TASK DIRECTIONS:
Rewrite the rows below, replacing "In which part of this frame" with "Where in this frame" wherever it occurs and leaving everything else unchanged.

PROVIDED RECORDS:
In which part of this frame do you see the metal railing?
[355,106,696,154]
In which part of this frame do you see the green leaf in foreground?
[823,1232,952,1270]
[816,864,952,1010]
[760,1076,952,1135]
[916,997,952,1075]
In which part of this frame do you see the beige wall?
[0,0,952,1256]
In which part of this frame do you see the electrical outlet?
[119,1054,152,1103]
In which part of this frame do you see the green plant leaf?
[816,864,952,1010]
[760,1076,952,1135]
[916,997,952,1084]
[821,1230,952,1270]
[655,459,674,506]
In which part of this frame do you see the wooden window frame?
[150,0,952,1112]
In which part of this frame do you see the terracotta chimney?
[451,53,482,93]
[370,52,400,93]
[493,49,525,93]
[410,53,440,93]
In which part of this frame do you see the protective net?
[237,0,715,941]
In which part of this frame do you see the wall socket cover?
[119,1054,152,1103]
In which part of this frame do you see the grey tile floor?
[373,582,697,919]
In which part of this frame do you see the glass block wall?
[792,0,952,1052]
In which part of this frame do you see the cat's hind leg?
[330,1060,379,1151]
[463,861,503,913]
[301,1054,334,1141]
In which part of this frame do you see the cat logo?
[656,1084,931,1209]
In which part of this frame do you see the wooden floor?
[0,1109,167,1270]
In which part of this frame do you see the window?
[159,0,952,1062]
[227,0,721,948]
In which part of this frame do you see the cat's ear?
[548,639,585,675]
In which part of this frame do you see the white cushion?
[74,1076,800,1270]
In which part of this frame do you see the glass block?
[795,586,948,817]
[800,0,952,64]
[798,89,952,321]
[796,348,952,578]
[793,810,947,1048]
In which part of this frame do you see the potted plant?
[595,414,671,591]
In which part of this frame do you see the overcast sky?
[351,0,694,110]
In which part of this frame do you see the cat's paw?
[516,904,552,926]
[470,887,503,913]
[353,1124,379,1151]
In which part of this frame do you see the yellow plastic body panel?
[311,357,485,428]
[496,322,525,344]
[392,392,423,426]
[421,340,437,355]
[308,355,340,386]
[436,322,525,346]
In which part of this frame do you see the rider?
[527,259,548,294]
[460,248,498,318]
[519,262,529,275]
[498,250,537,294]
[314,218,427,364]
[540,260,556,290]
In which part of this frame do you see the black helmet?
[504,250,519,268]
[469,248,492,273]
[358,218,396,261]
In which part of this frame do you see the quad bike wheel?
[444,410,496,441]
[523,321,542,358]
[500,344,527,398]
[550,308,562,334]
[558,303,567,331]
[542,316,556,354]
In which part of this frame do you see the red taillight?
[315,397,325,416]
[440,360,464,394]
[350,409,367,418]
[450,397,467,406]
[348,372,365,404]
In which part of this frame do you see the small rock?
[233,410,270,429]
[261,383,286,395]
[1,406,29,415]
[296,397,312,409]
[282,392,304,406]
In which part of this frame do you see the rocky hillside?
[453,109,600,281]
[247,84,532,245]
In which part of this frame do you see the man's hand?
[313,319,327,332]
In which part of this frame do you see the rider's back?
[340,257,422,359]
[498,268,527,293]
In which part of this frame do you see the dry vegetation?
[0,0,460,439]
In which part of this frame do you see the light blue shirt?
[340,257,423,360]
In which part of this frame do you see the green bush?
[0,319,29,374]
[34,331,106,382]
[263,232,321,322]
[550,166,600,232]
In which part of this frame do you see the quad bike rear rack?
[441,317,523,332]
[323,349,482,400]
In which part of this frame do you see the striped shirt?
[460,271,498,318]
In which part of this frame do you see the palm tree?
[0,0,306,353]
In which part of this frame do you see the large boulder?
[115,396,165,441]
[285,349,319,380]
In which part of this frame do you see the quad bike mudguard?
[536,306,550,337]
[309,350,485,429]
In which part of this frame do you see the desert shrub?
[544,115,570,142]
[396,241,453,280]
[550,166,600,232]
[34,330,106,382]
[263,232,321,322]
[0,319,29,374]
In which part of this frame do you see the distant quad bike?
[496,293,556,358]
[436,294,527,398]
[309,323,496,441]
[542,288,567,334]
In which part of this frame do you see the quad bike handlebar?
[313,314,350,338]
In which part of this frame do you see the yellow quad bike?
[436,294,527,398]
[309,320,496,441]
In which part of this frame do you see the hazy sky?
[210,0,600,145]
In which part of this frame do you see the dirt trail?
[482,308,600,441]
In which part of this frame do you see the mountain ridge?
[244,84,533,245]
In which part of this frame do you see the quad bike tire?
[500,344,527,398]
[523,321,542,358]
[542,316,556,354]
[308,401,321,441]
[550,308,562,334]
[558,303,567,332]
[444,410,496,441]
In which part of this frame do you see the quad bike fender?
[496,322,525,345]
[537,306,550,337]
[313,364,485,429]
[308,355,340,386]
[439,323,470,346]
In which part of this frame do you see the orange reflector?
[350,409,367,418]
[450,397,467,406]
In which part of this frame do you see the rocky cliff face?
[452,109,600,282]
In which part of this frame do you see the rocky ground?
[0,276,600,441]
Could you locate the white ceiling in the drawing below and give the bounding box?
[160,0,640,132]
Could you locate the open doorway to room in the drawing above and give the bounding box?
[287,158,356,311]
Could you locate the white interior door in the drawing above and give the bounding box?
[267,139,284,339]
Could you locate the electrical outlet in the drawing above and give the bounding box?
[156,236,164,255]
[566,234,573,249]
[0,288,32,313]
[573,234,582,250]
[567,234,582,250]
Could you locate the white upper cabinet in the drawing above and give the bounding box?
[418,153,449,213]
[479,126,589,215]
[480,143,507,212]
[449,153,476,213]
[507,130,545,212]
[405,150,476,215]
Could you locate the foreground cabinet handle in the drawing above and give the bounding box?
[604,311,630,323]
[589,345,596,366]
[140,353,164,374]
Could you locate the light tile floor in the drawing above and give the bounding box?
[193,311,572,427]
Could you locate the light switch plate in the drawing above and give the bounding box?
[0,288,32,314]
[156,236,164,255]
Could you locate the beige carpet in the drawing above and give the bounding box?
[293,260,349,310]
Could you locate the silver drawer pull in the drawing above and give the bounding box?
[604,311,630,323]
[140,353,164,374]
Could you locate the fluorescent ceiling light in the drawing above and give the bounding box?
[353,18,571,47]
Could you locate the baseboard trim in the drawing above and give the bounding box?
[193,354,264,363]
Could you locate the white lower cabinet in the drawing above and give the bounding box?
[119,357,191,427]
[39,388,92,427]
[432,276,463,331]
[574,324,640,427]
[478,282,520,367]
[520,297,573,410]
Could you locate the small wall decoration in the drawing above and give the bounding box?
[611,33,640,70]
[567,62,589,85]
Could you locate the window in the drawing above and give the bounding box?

ANSWER TO THIS PROBLEM:
Where in this frame do you see the metal railing?
[355,106,696,154]
Where in this frame do you see the green leaf in foreground?
[823,1232,952,1270]
[816,864,952,1010]
[760,1076,952,1135]
[916,997,952,1075]
Where in this frame do you see the beige wall?
[0,0,952,1256]
Where in this frame do you see the electrical outlet?
[119,1054,152,1103]
Where in this frame do you see the green plant leaf?
[816,864,952,1010]
[760,1076,952,1135]
[916,997,952,1084]
[821,1230,952,1270]
[655,459,674,506]
Where in this frame do you see the wooden window frame?
[150,0,952,1112]
Where in this frame do you see the terracotta chimney?
[451,53,482,93]
[370,52,400,93]
[493,49,525,93]
[410,53,440,93]
Where in this frame do you see the protective net?
[237,0,715,941]
Where in this frame do you see the wall socket cover?
[119,1054,152,1103]
Where in this frame do you see the grey tile floor?
[373,582,697,919]
Where in this frame do you see the glass block wall?
[792,0,952,1052]
Where in this frame do you see the cat's hind leg?
[330,1060,379,1151]
[463,861,503,913]
[301,1054,334,1141]
Where in this frame do you see the cat logo?
[656,1084,931,1209]
Where in this frame do you see the wooden floor?
[0,1109,167,1270]
Where in this frame do you see the window?
[159,0,952,1062]
[227,0,721,948]
Where in this frame do you see the cat's ear?
[548,639,585,675]
Where in this frame do you see the white cushion?
[74,1076,800,1270]
Where in this frame do you see the glass block?
[795,586,948,817]
[800,0,952,64]
[798,89,952,321]
[796,348,952,578]
[793,810,947,1048]
Where in this frame do you see the potted plant?
[595,414,671,591]
Where in this frame do you see the overcast sky?
[351,0,694,110]
Where in this frame do you see the cat's paw?
[516,904,552,926]
[470,887,503,913]
[353,1124,379,1151]
Where in this frame do you see the yellow plastic body panel?
[311,357,485,428]
[496,322,525,344]
[392,392,423,426]
[421,340,437,355]
[308,355,340,386]
[436,322,525,346]
Where in this frame do you see the rider?
[527,259,548,294]
[460,248,498,318]
[519,262,529,275]
[498,250,537,294]
[314,218,427,364]
[540,260,556,290]
Where in this frame do you see the black helmet?
[504,250,519,268]
[469,248,492,273]
[358,218,396,261]
Where in this frame do you see the quad bike wheel?
[444,410,496,441]
[523,321,542,358]
[500,344,527,398]
[550,308,562,334]
[558,303,567,331]
[542,316,556,354]
Where in this frame do you see the red taillight?
[315,397,325,416]
[440,360,464,394]
[350,409,367,418]
[450,397,467,406]
[348,372,365,404]
Where in this frame do you see the small rock?
[233,410,270,429]
[261,383,286,395]
[1,406,29,415]
[296,397,312,409]
[282,392,304,406]
Where in this frame do you see the rocky hillside?
[453,109,600,281]
[247,84,532,245]
Where in this frame do you see the man's hand?
[313,319,327,332]
Where in this frame do you see the rider's back?
[340,257,422,359]
[498,268,527,293]
Where in this frame do you see the dry vegetation?
[0,0,460,439]
Where in this frame do you see the light blue shirt?
[340,257,423,360]
Where in this frame do you see the green bush?
[0,319,29,374]
[34,331,106,382]
[263,232,321,322]
[550,166,600,232]
Where in this frame do you see the quad bike rear rack?
[441,317,523,332]
[323,349,482,400]
Where in this frame do you see the striped shirt?
[460,271,498,318]
Where in this frame do you see the palm tree?
[0,0,306,353]
Where in this frame do you see the large boulder?
[115,396,165,441]
[285,349,319,380]
Where in this frame do you see the quad bike mudguard?
[536,306,550,337]
[309,350,485,429]
Where in this frame do you see the desert shrub?
[544,115,570,142]
[396,241,453,280]
[550,166,600,232]
[34,330,106,382]
[263,232,321,322]
[0,319,29,374]
Where in this frame do you see the distant quad bike?
[496,293,556,358]
[436,294,527,398]
[309,323,496,441]
[542,288,567,334]
Where in this frame do you see the quad bike handlebar?
[313,314,350,338]
Where in this frame do you see the yellow quad bike?
[436,294,527,398]
[309,320,496,441]
Where in this frame do you see the hazy sky?
[210,0,600,145]
Where in this frame do you see the dirt trail?
[482,308,600,441]
Where in this frame do you see the mountain ridge?
[244,84,533,245]
Where in this frame do you see the quad bike tire?
[500,344,527,398]
[523,321,542,358]
[542,316,556,354]
[308,401,321,441]
[550,308,562,334]
[558,303,567,332]
[444,410,496,441]
Where in this frame do you see the quad bike fender?
[496,322,525,345]
[537,306,550,337]
[313,364,485,429]
[308,355,340,386]
[439,323,470,346]
Where in this frame do you see the orange reflector?
[350,409,367,418]
[450,397,467,406]
Where in this frame do you see the rocky cliff face?
[452,109,600,282]
Where in this frame do you see the rocky ground?
[0,276,600,441]
Could you locate the white ceiling in the drawing below and give the bounding box?
[160,0,640,132]
Could you locate the open doorway to room in the drawing above and give the bounding box?
[287,158,356,311]
Could you locate the white interior door in the drawing above and give the bounding box?
[267,139,284,339]
Could you locate the electrical outlet in the drawing above and give the bounding box?
[156,236,164,255]
[566,234,573,249]
[0,288,32,313]
[573,234,582,250]
[567,234,582,250]
Could you locate the white upper cabinet in the drawing above and give the bounding box?
[418,153,449,213]
[479,126,589,215]
[480,143,507,212]
[449,153,476,213]
[507,130,545,212]
[405,150,476,215]
Could you locate the foreground cabinet handle in the drawing above and give the bounding box?
[604,311,630,323]
[589,345,596,366]
[140,353,164,374]
Could you locate the light tile floor in the drawing above and give the bounding box?
[193,311,572,427]
Could you locate the light switch plate in the drawing above and give the bounding box?
[0,288,32,314]
[156,236,164,255]
Could you locate the beige carpet in the drawing above and give the bounding box?
[293,260,349,310]
Could you locate the silver drawer pull in the drawing above and give the bounding box?
[604,311,630,323]
[140,353,164,374]
Could you locate the fluorescent ceiling light in the drawing above and give the bounding box?
[353,18,571,47]
Could you locate the baseboard trim in the drawing above and give the bounding box?
[193,354,264,363]
Could you locate the white lower cabinet in the drawing above and give the bounding box?
[119,357,191,427]
[39,388,92,427]
[432,276,463,331]
[574,324,640,427]
[478,282,520,367]
[520,297,573,410]
Could you locate the small wall decoration in the drawing above and give the bounding box?
[611,33,640,70]
[567,62,589,85]
Could you locate the window in the drawing above and give the bounding box?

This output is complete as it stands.